* **Task description**: List each line in the items below that contains the string "logo". Case counts.

* **Data for this exercise**:
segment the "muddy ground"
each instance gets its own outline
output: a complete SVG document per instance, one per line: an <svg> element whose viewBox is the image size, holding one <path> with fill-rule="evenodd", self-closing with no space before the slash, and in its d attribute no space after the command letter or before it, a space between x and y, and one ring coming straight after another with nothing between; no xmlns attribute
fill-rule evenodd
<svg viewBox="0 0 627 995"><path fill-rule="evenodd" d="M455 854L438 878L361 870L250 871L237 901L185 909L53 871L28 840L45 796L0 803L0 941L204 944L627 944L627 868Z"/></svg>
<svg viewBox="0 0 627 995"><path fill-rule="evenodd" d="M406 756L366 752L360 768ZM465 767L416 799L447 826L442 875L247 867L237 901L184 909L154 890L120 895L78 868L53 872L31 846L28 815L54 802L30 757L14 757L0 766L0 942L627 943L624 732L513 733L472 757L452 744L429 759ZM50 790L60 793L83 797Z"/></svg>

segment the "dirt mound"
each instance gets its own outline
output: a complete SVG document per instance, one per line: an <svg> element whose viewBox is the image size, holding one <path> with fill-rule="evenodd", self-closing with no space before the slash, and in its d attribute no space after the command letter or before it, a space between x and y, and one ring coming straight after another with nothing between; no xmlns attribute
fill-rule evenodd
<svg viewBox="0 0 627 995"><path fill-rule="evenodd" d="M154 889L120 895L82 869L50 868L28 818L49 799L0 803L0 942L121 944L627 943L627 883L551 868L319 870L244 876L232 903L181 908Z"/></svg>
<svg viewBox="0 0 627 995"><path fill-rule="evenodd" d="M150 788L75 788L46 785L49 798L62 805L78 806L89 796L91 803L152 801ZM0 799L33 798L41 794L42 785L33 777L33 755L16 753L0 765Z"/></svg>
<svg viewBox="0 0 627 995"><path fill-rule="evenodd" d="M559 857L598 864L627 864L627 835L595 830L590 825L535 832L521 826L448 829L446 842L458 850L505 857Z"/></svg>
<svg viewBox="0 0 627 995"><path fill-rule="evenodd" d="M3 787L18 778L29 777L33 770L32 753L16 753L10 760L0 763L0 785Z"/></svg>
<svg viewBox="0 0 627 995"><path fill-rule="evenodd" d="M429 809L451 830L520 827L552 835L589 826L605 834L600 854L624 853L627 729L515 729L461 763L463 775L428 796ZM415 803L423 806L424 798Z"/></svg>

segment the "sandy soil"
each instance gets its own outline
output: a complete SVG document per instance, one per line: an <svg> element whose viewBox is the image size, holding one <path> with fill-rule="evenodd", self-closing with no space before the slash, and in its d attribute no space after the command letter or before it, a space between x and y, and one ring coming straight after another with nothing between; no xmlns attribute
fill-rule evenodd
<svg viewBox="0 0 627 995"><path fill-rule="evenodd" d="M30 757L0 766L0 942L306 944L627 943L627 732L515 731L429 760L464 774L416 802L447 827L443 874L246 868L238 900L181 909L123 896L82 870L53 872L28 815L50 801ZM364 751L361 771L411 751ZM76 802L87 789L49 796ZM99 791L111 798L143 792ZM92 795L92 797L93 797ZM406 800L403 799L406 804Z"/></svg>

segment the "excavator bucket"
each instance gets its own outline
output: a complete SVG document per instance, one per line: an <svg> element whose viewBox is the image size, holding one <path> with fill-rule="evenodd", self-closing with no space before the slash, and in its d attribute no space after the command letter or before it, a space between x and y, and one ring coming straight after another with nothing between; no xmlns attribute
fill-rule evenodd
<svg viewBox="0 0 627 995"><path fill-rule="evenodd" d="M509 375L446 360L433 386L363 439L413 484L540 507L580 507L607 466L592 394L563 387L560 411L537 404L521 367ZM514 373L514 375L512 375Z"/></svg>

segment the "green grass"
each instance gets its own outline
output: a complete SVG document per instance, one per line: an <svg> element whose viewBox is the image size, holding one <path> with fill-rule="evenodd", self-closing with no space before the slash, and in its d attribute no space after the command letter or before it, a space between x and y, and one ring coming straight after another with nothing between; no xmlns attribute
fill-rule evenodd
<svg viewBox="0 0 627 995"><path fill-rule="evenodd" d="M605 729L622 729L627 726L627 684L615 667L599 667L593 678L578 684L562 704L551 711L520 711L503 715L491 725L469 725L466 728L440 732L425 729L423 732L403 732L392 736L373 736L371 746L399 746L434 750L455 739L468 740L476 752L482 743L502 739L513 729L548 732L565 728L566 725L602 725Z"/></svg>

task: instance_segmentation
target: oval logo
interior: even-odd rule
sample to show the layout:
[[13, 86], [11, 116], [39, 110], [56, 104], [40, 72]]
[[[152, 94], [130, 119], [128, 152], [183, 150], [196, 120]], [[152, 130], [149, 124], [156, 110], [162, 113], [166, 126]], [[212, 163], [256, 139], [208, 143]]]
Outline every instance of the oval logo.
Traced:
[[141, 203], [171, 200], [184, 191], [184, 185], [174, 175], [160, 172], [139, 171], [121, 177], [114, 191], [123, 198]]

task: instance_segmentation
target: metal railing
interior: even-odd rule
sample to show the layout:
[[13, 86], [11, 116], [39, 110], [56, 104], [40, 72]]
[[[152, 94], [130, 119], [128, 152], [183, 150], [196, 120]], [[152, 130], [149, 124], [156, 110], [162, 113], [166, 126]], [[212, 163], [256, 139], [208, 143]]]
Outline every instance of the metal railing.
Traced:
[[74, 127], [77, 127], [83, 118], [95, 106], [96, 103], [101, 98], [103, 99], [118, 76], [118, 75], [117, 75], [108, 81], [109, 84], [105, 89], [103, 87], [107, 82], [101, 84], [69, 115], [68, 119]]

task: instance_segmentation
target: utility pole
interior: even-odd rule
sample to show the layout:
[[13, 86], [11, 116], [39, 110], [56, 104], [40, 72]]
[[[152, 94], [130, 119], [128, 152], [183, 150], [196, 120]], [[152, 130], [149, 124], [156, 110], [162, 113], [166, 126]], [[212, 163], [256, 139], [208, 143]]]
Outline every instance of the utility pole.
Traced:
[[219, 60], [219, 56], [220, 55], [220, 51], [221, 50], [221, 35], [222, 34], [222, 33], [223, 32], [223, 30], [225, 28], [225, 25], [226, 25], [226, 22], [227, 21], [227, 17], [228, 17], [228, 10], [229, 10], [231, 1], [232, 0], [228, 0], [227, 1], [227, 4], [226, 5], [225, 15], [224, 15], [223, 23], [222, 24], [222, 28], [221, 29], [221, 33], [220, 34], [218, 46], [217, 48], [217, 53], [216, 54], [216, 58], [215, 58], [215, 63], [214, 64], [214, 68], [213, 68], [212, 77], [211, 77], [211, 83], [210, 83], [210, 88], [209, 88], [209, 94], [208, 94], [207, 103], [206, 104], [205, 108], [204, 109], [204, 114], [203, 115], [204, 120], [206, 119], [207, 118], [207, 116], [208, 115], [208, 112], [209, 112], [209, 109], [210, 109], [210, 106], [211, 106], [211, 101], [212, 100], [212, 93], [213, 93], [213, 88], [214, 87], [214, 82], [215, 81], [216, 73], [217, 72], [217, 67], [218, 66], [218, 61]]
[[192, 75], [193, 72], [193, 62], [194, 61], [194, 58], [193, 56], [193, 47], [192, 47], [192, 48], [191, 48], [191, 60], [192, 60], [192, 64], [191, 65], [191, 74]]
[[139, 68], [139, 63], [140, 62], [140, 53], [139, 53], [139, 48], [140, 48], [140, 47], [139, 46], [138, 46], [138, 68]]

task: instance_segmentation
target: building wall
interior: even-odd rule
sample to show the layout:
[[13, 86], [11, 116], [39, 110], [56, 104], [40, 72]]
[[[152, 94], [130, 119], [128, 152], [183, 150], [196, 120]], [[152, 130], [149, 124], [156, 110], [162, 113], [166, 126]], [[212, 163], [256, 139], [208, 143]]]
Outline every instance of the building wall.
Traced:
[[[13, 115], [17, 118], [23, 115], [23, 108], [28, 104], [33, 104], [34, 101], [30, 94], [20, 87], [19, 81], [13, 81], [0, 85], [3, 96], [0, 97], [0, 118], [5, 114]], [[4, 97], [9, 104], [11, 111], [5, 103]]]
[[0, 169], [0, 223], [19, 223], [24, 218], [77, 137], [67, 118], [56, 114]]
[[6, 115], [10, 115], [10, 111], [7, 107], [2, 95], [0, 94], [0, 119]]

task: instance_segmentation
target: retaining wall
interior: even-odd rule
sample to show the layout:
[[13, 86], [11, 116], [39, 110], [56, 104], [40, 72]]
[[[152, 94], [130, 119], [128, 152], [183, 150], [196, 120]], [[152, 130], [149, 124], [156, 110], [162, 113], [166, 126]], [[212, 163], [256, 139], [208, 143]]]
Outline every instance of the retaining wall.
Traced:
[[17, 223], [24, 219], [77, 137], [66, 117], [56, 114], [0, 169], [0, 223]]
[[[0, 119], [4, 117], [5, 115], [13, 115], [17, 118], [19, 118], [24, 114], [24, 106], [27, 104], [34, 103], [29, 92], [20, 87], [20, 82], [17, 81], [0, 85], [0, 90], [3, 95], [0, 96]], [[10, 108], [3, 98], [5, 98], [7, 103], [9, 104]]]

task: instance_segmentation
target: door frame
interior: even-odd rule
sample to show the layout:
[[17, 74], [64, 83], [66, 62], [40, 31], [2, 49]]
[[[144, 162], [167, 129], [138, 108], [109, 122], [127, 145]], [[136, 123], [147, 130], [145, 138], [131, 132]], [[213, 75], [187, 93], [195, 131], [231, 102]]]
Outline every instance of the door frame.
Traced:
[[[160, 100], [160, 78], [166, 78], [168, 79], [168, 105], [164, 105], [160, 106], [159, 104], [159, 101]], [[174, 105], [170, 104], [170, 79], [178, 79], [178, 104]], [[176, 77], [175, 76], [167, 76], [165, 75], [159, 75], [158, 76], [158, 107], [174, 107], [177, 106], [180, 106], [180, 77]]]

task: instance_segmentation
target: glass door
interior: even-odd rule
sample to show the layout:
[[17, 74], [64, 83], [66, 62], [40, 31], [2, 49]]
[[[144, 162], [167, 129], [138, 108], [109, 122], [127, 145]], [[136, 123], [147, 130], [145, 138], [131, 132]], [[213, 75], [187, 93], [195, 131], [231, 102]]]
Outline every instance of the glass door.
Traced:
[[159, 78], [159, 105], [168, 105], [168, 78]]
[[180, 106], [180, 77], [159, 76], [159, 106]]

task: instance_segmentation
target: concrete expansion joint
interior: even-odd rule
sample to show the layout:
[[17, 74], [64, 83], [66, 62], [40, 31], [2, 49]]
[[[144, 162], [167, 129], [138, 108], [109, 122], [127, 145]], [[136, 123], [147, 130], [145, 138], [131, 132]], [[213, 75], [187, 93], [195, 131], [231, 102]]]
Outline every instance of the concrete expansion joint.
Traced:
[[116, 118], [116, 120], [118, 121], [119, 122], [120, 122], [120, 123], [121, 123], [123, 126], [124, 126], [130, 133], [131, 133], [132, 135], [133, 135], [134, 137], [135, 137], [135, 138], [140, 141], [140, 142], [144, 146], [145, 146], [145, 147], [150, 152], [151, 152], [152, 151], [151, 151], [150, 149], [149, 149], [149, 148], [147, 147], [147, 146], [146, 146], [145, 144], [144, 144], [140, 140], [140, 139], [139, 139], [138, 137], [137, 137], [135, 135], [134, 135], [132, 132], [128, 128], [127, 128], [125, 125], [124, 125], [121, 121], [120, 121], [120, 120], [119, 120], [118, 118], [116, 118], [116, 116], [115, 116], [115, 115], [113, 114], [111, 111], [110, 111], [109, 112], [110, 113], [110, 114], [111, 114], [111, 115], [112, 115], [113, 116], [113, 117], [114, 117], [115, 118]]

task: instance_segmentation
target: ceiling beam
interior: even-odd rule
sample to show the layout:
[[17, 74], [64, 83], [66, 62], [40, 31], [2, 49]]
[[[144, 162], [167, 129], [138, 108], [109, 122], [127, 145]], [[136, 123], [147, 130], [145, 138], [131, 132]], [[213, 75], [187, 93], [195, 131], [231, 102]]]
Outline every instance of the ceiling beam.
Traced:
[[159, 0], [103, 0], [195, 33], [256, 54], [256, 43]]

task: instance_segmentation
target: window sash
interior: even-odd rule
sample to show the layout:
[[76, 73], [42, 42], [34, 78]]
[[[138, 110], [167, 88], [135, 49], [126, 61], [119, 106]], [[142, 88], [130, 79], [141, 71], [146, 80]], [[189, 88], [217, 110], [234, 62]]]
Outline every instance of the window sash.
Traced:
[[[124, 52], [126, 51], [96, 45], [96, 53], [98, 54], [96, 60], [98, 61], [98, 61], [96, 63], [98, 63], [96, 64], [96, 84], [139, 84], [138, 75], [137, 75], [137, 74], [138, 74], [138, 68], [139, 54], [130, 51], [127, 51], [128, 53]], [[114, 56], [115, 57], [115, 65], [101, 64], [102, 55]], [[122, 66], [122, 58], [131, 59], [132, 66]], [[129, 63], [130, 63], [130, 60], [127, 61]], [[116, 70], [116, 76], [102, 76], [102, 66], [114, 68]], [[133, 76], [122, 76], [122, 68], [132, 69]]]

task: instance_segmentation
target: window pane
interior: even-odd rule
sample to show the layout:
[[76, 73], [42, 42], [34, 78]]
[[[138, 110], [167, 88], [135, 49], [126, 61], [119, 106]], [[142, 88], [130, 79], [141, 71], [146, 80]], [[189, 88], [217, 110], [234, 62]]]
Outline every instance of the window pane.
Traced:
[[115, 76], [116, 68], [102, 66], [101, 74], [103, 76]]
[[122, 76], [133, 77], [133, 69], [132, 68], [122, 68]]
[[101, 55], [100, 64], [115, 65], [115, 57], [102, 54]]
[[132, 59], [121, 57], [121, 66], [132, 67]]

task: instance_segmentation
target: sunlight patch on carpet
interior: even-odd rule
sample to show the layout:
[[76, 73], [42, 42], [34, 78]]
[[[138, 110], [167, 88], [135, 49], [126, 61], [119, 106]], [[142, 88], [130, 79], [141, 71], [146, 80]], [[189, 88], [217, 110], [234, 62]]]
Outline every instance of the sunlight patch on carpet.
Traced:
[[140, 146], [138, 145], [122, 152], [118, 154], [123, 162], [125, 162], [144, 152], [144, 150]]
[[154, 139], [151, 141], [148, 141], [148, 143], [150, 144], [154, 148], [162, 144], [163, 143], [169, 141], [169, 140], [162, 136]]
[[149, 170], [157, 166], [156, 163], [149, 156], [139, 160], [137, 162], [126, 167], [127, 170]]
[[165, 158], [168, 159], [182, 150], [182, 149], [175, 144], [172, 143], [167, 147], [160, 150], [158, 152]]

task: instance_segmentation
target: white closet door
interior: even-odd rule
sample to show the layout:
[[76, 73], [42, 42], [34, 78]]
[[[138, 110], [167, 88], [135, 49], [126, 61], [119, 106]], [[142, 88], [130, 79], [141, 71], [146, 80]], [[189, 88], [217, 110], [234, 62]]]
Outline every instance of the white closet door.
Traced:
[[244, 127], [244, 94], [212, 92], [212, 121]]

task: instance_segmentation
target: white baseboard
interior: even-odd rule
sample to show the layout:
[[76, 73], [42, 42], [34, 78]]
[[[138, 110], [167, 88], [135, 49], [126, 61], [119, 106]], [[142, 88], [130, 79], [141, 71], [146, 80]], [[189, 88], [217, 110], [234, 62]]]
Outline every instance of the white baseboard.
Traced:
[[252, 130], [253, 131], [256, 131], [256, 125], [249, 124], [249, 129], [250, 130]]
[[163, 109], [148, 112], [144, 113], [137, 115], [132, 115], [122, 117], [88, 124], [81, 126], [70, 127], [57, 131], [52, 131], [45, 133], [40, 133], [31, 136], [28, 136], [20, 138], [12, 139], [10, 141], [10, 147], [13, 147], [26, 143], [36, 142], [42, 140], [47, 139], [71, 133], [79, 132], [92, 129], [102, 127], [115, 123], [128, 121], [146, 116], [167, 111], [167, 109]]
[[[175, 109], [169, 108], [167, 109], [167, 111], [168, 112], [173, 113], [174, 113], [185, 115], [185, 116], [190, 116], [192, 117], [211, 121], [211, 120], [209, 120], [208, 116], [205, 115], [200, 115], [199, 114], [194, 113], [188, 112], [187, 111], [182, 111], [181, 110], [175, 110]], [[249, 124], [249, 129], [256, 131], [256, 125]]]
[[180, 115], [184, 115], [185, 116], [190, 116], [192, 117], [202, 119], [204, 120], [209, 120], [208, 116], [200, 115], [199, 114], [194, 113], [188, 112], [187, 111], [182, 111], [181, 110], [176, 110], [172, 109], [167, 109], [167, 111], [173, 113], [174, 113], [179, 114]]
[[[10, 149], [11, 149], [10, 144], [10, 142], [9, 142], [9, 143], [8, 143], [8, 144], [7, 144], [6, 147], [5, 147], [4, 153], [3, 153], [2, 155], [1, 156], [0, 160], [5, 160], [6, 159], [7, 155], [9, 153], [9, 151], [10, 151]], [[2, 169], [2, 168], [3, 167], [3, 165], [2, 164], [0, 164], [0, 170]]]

* **Result for this exercise**:
target: oval logo
Outline every instance of the oval logo.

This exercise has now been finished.